* Start *

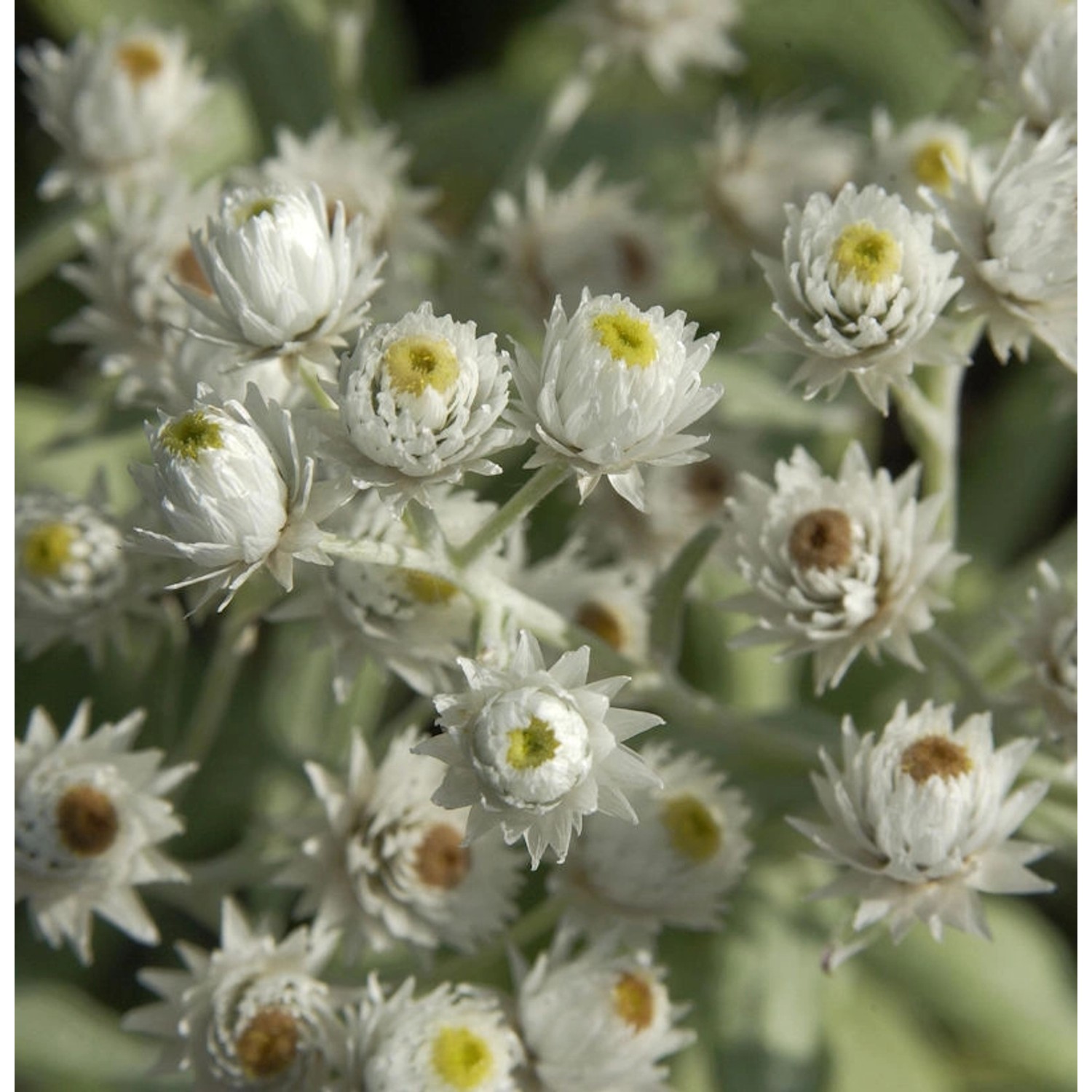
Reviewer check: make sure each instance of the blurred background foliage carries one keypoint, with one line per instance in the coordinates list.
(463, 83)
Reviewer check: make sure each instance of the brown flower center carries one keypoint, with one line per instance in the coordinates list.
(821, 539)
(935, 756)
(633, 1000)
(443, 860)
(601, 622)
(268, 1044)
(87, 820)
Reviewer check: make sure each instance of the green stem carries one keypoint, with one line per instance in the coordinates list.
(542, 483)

* End *

## Exercise directions
Rewrite every line of the records with "keypoint" changed to "marker" and nothing else altered. Leave the pictures out.

## Expected output
Reviewer check: make sure each instance of the blurred background foliage carries one marker, with one line per instance in the coordinates list.
(463, 83)
Reviewer check: make sure each instance of the brown flower center carries one marker, with one line per instance in the coordinates list.
(821, 539)
(935, 756)
(633, 1000)
(443, 860)
(601, 622)
(268, 1044)
(87, 820)
Reviewer check: make sure each instance of the green stem carries one marker, with one line per instance in the coordinates list.
(542, 483)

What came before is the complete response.